▽
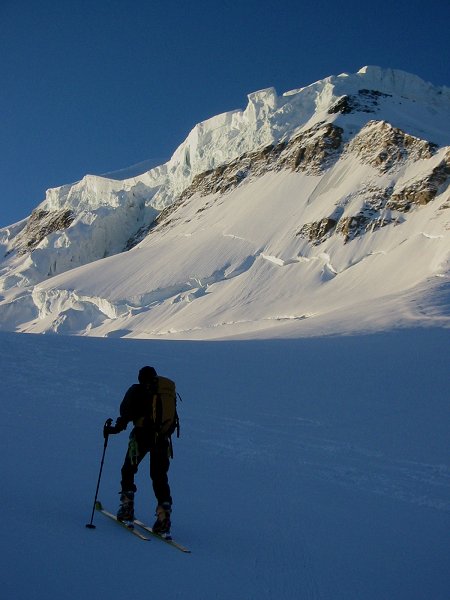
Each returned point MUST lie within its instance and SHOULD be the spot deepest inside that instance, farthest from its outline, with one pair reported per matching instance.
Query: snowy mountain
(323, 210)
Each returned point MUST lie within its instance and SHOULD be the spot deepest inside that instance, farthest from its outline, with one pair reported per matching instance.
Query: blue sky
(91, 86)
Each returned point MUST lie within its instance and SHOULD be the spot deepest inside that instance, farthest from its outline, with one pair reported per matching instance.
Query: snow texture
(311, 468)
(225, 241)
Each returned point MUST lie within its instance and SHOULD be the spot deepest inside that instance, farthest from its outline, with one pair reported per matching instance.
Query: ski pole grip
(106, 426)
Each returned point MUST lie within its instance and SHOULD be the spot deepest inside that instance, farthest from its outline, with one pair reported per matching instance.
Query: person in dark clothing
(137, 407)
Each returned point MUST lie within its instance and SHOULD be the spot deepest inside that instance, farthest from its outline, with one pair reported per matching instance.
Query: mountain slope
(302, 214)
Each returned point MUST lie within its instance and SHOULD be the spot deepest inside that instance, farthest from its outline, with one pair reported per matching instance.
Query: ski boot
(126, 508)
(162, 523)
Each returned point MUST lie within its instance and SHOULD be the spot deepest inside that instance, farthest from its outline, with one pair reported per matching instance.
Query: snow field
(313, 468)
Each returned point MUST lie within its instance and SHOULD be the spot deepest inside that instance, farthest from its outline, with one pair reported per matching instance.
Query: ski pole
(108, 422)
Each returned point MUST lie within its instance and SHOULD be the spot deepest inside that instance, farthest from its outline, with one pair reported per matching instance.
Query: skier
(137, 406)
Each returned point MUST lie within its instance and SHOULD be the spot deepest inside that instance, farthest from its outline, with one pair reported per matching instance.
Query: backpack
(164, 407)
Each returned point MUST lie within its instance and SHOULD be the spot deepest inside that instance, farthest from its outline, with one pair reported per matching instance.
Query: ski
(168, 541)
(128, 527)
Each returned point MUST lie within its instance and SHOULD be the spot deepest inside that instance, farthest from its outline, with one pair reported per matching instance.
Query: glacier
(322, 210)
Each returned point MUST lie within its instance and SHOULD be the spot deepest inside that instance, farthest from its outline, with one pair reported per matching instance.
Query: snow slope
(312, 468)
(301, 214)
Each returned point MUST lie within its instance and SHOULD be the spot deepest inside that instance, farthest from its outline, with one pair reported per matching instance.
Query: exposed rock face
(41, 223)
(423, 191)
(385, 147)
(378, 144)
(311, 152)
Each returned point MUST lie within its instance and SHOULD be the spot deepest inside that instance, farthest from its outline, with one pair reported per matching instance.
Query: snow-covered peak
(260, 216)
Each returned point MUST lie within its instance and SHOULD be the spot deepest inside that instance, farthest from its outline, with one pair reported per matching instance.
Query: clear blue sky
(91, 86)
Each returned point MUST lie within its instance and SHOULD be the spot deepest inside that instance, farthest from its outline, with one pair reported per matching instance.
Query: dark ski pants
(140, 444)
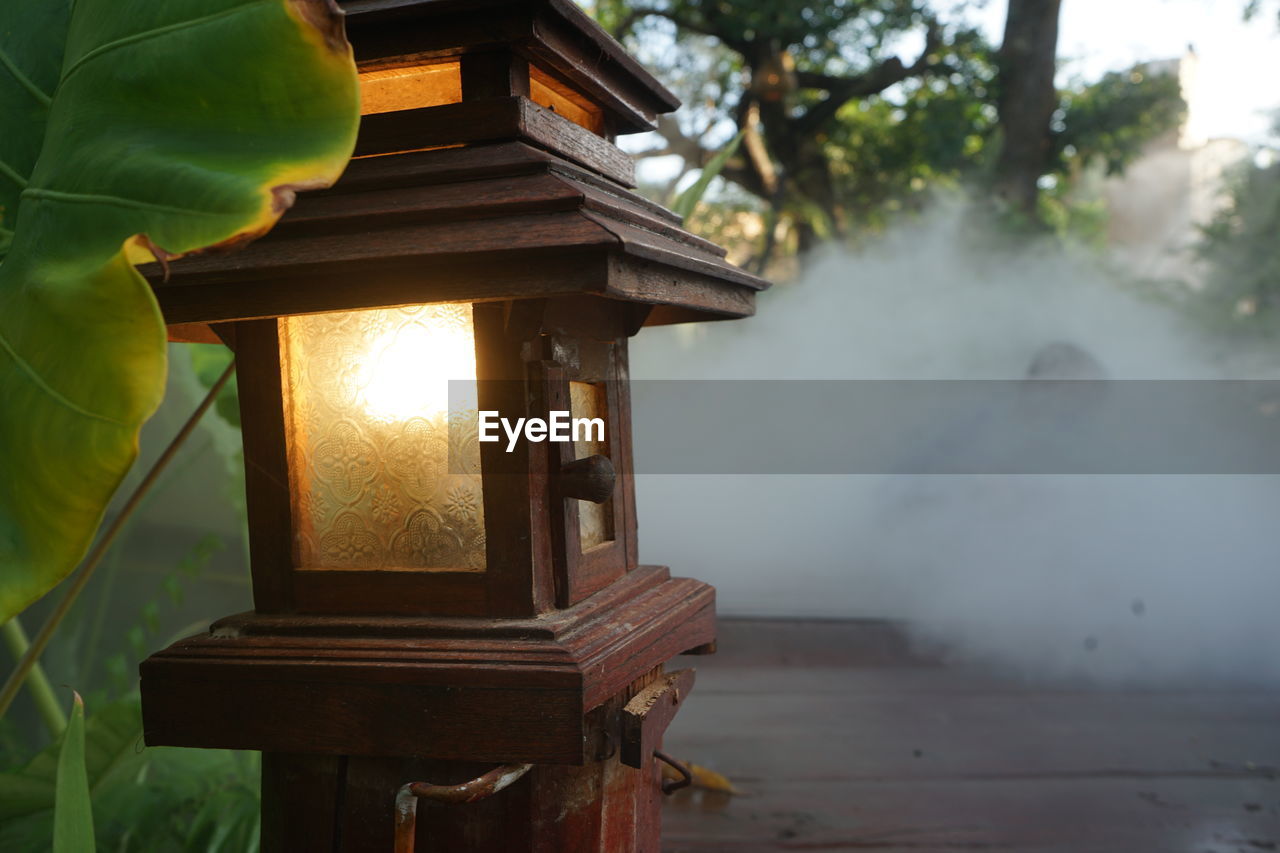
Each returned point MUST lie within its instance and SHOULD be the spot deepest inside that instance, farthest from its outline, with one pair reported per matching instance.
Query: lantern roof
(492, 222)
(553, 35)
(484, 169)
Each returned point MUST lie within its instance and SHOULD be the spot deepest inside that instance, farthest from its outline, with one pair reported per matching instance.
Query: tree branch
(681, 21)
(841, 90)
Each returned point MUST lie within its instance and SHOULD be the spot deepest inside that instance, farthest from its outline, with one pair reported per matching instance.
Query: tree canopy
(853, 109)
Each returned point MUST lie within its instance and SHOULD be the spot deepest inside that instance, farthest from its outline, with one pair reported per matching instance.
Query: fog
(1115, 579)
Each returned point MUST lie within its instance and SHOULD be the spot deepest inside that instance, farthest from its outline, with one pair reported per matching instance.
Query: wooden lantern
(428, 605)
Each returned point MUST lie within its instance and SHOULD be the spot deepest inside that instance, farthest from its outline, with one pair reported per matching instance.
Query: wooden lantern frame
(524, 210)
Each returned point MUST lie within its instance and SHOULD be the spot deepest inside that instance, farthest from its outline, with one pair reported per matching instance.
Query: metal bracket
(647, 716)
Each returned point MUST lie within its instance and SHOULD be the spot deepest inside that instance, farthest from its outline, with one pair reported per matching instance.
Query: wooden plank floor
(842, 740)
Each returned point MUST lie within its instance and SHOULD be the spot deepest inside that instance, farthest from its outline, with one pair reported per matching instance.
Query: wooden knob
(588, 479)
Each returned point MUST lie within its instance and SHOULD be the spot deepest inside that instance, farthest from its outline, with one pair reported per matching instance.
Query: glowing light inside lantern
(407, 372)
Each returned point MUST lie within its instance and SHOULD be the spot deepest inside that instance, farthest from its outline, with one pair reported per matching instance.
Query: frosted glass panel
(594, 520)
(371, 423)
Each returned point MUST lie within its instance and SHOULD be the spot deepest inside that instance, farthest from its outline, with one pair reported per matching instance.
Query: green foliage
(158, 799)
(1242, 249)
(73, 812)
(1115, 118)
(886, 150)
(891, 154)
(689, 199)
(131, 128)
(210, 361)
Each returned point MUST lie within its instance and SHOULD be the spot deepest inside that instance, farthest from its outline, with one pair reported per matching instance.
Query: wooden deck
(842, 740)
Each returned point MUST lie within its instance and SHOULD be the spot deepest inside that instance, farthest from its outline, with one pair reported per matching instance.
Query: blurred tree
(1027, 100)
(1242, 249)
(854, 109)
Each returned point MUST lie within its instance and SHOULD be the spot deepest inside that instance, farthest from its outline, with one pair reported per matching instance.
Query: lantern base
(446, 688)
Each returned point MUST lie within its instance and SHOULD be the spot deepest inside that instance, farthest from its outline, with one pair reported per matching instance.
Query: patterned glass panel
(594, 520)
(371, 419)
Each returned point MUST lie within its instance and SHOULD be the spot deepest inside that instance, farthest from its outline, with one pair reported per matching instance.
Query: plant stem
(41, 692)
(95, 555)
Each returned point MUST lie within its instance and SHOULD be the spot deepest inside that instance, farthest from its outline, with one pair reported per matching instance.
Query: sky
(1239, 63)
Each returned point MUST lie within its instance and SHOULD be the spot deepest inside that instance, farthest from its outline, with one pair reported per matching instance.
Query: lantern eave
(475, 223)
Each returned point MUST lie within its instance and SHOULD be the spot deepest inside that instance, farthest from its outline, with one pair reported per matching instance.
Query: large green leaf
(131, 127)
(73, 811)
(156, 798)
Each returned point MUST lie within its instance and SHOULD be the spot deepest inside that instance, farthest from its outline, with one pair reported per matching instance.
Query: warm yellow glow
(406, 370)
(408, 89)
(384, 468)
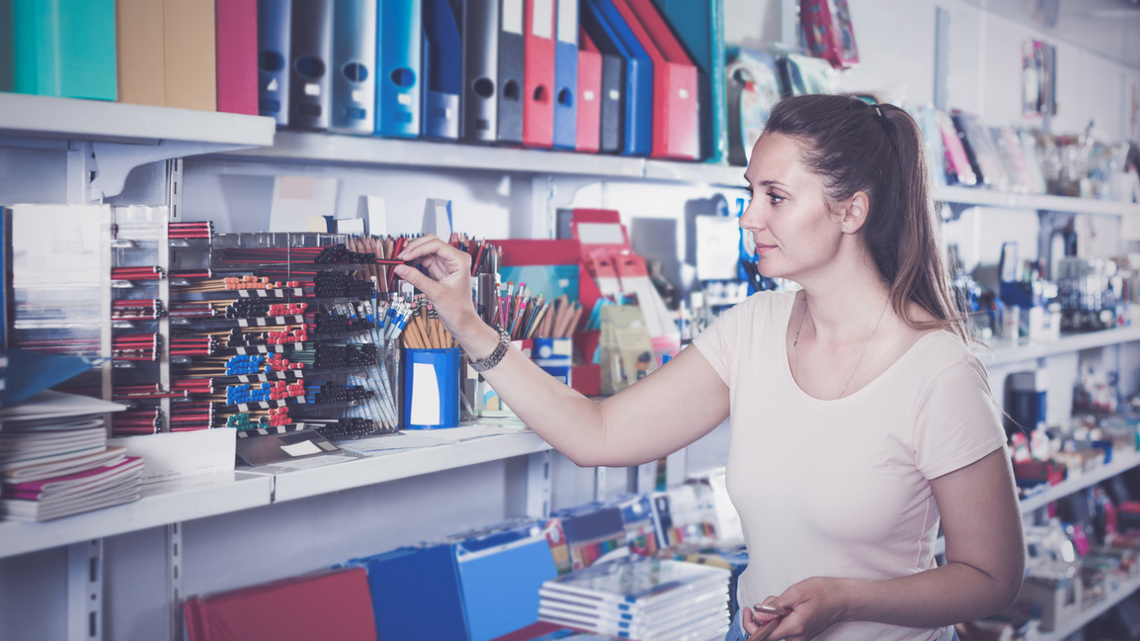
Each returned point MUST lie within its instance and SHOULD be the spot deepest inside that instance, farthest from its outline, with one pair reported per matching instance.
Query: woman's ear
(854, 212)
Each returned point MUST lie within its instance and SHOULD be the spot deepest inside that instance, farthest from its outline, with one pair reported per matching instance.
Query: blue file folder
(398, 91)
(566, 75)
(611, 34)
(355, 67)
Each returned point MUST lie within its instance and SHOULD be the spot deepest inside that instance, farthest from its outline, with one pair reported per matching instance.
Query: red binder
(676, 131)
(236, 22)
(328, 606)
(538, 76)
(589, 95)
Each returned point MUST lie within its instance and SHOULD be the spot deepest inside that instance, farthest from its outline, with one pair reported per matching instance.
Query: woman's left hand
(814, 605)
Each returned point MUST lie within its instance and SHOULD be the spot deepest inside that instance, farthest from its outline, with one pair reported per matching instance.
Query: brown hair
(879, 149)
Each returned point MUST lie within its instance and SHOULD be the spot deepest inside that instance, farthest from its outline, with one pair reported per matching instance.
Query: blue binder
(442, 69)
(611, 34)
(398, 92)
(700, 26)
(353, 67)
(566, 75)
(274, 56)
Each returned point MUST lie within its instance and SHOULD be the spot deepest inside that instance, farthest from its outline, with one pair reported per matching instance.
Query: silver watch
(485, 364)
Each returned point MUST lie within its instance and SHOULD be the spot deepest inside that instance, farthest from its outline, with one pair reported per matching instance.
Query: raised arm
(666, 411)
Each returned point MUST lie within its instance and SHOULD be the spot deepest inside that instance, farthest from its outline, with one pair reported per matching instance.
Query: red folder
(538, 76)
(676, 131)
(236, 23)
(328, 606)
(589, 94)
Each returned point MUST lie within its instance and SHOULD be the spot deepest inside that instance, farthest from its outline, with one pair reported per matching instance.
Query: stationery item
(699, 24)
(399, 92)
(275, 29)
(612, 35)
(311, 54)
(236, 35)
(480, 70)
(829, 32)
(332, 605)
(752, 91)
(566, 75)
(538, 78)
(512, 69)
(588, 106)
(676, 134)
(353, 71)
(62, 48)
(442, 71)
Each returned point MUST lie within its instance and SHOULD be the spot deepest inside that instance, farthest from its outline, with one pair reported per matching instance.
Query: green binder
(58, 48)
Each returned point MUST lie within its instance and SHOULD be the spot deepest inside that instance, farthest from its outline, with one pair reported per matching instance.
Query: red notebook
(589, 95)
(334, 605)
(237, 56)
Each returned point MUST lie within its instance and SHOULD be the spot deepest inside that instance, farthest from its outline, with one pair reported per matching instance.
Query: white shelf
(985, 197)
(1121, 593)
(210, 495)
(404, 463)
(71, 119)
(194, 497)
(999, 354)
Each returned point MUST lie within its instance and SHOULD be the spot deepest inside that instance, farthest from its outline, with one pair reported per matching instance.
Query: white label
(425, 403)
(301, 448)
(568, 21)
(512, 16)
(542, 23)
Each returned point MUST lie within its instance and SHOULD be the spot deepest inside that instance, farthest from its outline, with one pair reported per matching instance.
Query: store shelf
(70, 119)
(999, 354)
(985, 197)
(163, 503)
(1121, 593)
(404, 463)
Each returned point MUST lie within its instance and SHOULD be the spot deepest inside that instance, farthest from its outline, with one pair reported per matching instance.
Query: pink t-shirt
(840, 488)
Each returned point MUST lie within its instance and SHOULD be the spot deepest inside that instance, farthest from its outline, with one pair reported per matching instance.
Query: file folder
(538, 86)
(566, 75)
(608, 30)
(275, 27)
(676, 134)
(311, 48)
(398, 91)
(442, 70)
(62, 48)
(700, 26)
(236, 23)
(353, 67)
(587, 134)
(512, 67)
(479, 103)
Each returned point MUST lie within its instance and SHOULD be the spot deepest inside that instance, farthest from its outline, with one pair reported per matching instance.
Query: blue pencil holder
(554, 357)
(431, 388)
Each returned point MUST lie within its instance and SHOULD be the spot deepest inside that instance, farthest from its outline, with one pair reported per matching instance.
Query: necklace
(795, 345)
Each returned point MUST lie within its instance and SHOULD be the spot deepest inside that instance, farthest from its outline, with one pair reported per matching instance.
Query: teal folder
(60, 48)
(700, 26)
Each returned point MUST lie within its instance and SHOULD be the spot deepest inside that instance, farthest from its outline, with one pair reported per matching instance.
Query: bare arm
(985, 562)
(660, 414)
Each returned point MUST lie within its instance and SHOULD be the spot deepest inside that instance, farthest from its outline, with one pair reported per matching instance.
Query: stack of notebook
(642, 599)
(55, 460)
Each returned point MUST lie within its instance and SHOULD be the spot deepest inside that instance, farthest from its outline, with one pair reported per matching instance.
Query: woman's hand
△
__Task goal__:
Reproduce, word for word, the lines of the data from the one that contains "Query: teal folder" to the end, both ends included.

__Worked solution__:
Query: teal folder
(60, 48)
(700, 26)
Each returned point MUST lie within its instance and SHOULD be the spot deepest inside that instance, farthest from its outline, with one pair reported per matching instance.
Query: bare arm
(985, 562)
(660, 414)
Each returned point MUST lie within its instance and SHOULD be the spot deepest inside that instance, farthest from its outline, with one pair reported per matching instance.
Query: stack of notebook
(642, 599)
(55, 460)
Each returned point MUST lie within its instance and SHOULD be the spot deepest inside that instance, farthest from its outline, with one pair reported per matching instance.
Query: woman's hand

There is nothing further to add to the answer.